Directive :: Filter the records below down to the lines that contain the string "light", and copy each such line. Matching is case-sensitive.

Records for this task ::

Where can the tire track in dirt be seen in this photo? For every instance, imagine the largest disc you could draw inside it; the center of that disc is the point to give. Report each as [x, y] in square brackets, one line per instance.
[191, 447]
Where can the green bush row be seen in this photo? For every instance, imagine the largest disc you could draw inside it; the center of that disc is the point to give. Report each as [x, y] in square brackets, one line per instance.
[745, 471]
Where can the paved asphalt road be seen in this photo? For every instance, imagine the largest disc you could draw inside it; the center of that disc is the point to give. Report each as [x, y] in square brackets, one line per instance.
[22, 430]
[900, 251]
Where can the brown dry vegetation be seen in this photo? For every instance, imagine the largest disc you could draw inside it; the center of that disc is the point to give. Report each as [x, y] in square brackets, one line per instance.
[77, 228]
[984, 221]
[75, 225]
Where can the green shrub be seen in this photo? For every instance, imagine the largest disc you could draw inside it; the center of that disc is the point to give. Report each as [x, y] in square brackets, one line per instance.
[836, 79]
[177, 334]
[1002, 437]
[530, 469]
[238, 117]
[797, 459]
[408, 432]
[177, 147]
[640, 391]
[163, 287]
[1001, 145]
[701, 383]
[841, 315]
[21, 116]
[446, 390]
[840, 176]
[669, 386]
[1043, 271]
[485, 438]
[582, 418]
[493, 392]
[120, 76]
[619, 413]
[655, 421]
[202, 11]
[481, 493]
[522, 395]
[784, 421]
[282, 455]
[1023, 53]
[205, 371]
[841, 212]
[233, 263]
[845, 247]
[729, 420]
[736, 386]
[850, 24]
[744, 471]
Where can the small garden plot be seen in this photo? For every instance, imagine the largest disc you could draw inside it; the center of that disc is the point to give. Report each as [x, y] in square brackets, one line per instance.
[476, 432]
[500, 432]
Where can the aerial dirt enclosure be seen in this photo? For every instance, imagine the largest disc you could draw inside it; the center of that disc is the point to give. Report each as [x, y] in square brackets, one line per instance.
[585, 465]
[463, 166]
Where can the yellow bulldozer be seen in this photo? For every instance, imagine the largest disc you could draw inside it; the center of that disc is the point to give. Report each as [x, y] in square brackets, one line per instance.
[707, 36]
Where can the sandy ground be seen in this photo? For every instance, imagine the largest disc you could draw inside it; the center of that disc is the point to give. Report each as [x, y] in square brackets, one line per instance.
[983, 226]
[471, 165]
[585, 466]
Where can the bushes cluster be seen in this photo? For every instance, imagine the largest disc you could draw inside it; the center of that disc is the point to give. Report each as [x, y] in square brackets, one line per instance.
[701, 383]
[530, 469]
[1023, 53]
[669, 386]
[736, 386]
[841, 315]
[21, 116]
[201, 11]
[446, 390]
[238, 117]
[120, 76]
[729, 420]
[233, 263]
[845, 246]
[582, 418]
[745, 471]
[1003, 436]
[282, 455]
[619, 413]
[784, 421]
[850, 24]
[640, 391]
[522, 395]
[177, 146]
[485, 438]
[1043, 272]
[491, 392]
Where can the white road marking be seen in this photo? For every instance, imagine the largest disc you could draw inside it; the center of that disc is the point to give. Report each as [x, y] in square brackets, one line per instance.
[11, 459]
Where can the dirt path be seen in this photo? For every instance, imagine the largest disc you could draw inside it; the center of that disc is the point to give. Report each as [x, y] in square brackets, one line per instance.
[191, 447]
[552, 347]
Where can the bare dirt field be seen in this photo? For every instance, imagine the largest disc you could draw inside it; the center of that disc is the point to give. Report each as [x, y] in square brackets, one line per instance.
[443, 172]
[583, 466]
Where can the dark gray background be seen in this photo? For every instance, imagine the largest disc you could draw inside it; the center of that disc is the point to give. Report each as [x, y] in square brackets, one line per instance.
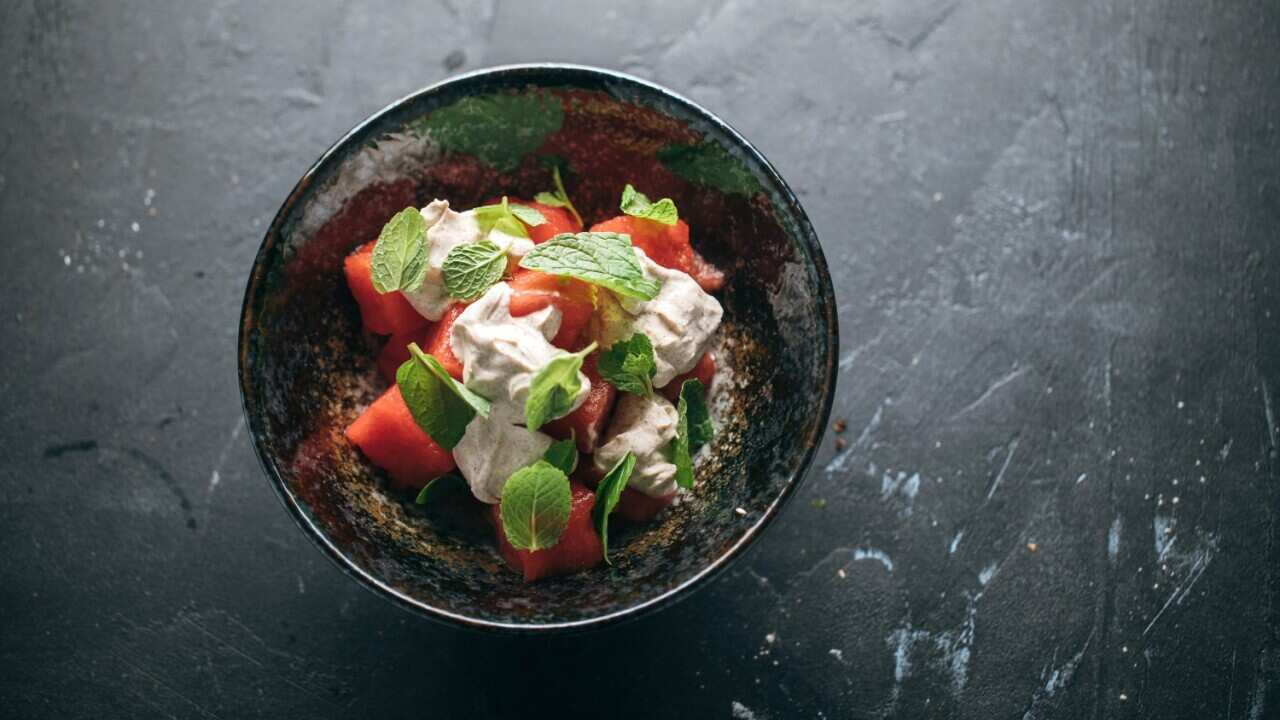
[1052, 228]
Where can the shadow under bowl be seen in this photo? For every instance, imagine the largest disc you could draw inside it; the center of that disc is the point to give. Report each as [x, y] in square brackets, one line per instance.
[306, 368]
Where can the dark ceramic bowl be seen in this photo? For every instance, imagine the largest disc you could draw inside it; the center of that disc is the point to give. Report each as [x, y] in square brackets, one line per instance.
[306, 369]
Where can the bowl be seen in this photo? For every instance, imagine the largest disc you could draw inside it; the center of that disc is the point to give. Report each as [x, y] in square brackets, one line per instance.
[306, 368]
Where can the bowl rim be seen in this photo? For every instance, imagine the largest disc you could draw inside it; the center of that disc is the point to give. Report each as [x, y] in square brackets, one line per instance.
[535, 73]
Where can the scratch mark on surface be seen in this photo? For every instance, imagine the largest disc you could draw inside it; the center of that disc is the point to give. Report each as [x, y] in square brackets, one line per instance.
[877, 555]
[1000, 475]
[1270, 414]
[1114, 540]
[1200, 560]
[1057, 679]
[215, 475]
[991, 390]
[841, 460]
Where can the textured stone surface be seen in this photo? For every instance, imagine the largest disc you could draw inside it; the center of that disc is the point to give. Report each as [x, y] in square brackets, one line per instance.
[1054, 235]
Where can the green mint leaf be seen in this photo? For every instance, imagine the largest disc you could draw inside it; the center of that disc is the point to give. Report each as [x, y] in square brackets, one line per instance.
[554, 387]
[630, 365]
[700, 429]
[507, 218]
[501, 128]
[638, 205]
[693, 431]
[709, 164]
[400, 254]
[439, 405]
[562, 454]
[535, 505]
[528, 215]
[437, 487]
[607, 495]
[599, 258]
[472, 268]
[558, 199]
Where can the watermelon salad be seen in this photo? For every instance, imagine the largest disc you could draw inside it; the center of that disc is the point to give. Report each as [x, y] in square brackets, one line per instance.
[560, 374]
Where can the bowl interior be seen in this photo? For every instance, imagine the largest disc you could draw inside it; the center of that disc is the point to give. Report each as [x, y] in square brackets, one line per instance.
[307, 369]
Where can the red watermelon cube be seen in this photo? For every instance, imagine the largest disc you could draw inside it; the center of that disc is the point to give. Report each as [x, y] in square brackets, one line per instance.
[531, 291]
[389, 437]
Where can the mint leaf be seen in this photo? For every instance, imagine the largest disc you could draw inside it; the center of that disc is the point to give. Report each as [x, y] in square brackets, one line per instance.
[472, 268]
[554, 387]
[535, 505]
[693, 431]
[439, 405]
[638, 205]
[607, 495]
[693, 395]
[599, 258]
[562, 454]
[630, 365]
[558, 199]
[507, 218]
[437, 487]
[400, 254]
[528, 215]
[501, 128]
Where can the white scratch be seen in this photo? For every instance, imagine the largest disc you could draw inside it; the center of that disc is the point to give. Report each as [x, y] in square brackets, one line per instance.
[1114, 540]
[1000, 475]
[877, 555]
[215, 475]
[841, 459]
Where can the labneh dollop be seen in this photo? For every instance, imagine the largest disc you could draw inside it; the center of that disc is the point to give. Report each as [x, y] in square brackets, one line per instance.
[447, 229]
[501, 354]
[680, 322]
[493, 449]
[644, 425]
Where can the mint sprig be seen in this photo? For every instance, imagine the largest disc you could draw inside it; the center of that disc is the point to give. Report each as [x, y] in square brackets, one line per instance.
[535, 506]
[607, 495]
[439, 405]
[558, 197]
[472, 268]
[437, 487]
[554, 387]
[400, 254]
[563, 454]
[507, 218]
[600, 258]
[630, 365]
[693, 431]
[638, 205]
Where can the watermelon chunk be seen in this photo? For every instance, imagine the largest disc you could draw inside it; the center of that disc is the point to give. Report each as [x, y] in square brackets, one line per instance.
[704, 370]
[586, 424]
[389, 437]
[531, 291]
[437, 341]
[558, 220]
[396, 351]
[382, 314]
[640, 507]
[579, 547]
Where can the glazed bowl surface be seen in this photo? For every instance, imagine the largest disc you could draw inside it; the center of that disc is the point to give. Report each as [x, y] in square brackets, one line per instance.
[306, 368]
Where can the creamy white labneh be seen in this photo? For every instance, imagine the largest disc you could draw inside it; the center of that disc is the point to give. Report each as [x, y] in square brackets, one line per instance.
[493, 449]
[644, 425]
[501, 354]
[680, 322]
[447, 229]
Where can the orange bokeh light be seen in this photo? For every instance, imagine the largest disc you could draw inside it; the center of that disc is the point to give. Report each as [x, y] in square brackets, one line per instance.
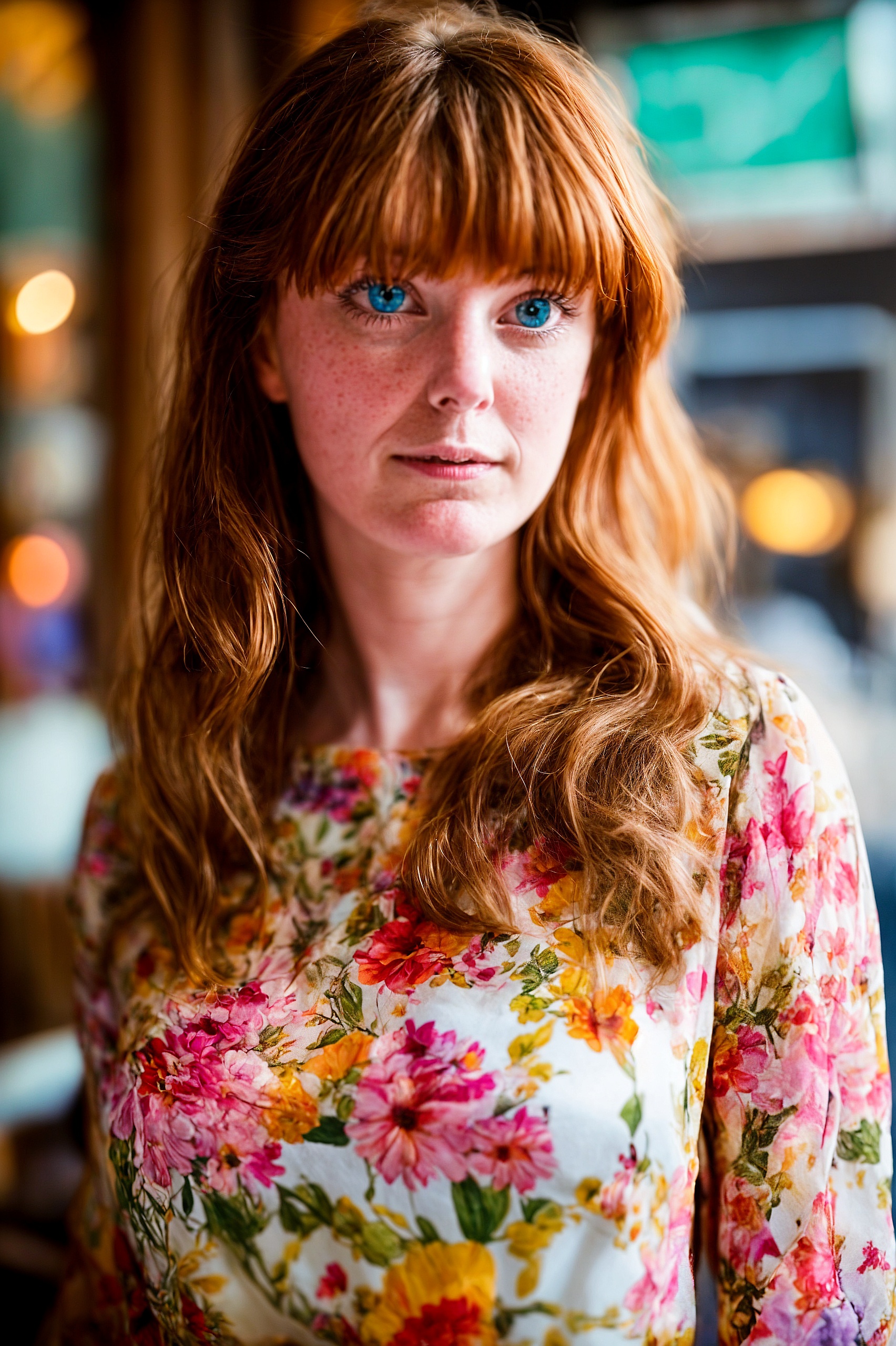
[38, 570]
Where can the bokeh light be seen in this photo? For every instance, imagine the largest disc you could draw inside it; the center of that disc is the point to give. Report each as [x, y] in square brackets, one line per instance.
[797, 513]
[38, 570]
[875, 562]
[45, 302]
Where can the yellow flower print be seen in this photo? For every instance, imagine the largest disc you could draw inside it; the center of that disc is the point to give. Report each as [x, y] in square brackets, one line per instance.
[605, 1021]
[292, 1112]
[559, 900]
[450, 1286]
[528, 1239]
[337, 1060]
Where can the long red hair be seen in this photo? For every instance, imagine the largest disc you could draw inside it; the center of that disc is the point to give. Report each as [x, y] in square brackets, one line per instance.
[432, 142]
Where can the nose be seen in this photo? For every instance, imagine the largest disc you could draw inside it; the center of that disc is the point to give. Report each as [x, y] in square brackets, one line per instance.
[462, 380]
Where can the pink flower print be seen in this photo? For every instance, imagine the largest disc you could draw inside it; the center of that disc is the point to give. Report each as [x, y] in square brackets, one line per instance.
[696, 984]
[406, 951]
[237, 1018]
[739, 1058]
[788, 818]
[837, 946]
[614, 1195]
[812, 1260]
[334, 1282]
[169, 1142]
[413, 1109]
[439, 1052]
[513, 1150]
[406, 1130]
[543, 866]
[202, 1094]
[471, 957]
[872, 1260]
[745, 1236]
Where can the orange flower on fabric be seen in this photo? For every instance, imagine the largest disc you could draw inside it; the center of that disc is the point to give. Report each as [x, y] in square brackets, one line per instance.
[603, 1021]
[442, 1292]
[337, 1060]
[292, 1112]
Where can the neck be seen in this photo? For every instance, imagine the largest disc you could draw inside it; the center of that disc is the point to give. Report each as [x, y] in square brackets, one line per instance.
[410, 635]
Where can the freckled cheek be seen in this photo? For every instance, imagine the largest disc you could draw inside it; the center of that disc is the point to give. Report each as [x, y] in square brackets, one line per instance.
[540, 399]
[342, 402]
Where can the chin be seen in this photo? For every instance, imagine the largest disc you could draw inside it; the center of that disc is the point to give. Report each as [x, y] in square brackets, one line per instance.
[454, 528]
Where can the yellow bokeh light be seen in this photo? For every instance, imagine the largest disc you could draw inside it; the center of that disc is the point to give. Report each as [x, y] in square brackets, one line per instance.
[797, 513]
[45, 302]
[38, 570]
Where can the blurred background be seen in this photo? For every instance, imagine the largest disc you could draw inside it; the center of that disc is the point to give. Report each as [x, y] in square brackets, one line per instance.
[772, 127]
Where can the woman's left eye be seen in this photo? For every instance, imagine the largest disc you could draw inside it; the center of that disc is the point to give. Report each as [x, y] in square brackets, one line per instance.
[386, 299]
[533, 313]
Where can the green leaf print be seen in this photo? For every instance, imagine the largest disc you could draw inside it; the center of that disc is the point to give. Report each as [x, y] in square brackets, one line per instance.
[352, 1002]
[745, 1299]
[380, 1244]
[236, 1220]
[294, 1219]
[758, 1135]
[541, 967]
[861, 1145]
[533, 1208]
[306, 936]
[632, 1114]
[312, 1196]
[328, 1038]
[505, 1317]
[330, 1131]
[365, 919]
[728, 762]
[480, 1209]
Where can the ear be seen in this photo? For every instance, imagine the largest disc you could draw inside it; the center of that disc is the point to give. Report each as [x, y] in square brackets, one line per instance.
[266, 357]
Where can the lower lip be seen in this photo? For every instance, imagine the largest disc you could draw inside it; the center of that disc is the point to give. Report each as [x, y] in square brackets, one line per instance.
[447, 472]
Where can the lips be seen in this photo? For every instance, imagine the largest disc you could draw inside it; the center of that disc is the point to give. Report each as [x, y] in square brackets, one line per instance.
[450, 462]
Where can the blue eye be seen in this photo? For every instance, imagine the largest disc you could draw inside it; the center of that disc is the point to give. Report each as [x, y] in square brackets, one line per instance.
[386, 299]
[533, 313]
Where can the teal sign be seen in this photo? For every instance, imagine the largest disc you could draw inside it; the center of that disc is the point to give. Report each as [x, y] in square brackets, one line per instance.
[762, 99]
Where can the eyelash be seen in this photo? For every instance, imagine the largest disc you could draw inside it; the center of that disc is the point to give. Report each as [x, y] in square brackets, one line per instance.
[372, 317]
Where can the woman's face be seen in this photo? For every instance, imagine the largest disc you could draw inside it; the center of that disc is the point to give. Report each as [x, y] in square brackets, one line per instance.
[431, 415]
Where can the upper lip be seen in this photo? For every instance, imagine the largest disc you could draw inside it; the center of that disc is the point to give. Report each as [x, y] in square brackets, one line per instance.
[449, 454]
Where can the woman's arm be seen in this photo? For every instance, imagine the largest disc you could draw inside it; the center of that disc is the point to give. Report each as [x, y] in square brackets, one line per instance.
[798, 1099]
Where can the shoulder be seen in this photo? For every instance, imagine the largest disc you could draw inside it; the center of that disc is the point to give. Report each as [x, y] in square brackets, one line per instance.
[789, 742]
[760, 714]
[107, 870]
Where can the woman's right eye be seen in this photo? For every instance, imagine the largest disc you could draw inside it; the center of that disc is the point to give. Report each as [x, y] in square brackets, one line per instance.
[386, 299]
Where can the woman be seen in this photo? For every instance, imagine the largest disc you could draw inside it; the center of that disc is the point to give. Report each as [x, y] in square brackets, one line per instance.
[406, 1038]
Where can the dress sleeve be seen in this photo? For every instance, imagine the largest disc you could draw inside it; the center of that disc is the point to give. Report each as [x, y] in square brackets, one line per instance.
[798, 1100]
[101, 1294]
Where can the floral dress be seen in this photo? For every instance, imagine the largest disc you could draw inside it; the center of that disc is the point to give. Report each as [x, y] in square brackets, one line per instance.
[393, 1135]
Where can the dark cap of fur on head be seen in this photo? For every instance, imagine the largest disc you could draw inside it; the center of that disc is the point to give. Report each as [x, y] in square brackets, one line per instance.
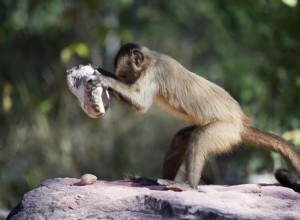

Written answer ::
Where can the orange bokeh light be seen in this photo? For every instance, imagine the largest disc you could draw inside it; the center of that disc is the point to give. Report each as [x, y] in square brackets, one line per instance.
Where can the bokeh light be seen in this photo? For every instance, imagine the largest disc you could draw inside it; the center of that disc is the point to give. Report each as [x, y] in square brackets, one line per instance.
Where can the yellow bokeh light be seen in this photo? For every instance, imagine the largest disc you could draw inside it; the center of that disc is the point to give. Report each as [x, y] in square brackets, one line per instance.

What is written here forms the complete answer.